→ **Instruction**
Update the entries below by replacing each "Outlines" with "Masks", leave everything else unchanged, and omit the pictures from your answer.
>> BEGIN Dataset content
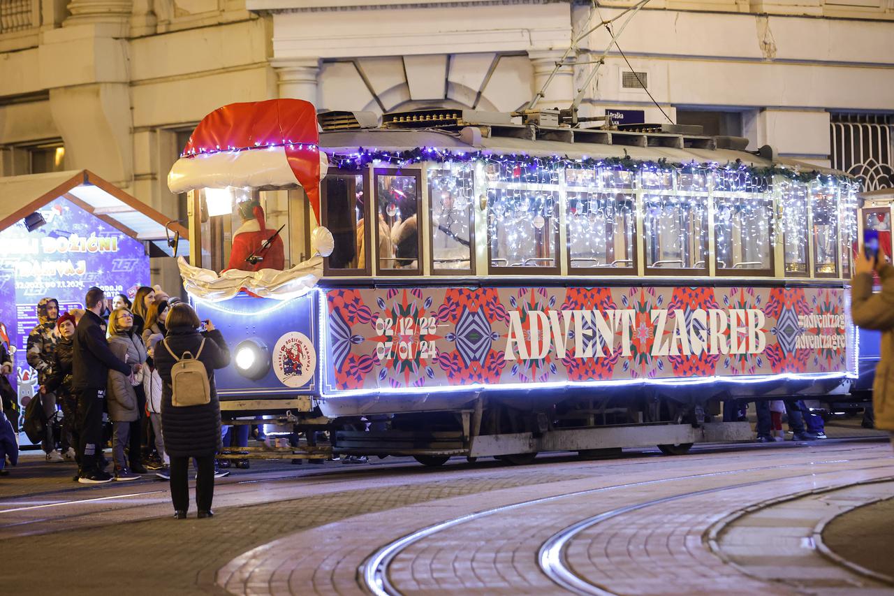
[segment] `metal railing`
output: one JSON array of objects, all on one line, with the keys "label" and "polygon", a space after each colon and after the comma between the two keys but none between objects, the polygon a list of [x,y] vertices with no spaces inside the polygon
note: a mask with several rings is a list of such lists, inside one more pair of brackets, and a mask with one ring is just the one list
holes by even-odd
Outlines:
[{"label": "metal railing", "polygon": [[0,35],[37,27],[39,11],[38,0],[0,0]]}]

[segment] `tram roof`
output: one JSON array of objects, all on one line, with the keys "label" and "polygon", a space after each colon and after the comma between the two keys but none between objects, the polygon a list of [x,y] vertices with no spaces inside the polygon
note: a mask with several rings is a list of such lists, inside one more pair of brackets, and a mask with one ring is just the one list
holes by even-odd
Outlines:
>> END Dataset content
→ **Right answer**
[segment] `metal railing`
output: one JSON array of objects, all on one line, with the keys "label" and "polygon", a space after each colon and after the comma between the two keys but none between objects, the polygon a list of [x,y] vertices with no spaces inside the polygon
note: a mask with several rings is a list of such lists, inside one more pair of brackets, and a mask with one ring is just the one list
holes by even-odd
Masks:
[{"label": "metal railing", "polygon": [[0,35],[37,27],[39,11],[38,0],[0,0]]}]

[segment] `tram roof`
output: one JSON array of objects, all on one line, with the keys "label" and "polygon", a space after each colon and after the comma between the two keys but none between objects, the polygon a list of [x,y] vertices with no spaces inside the polygon
note: a mask with several rings is a list of such lists, inside one more pair of brackets, and a mask with one ring is just the one list
holes by even-odd
Masks:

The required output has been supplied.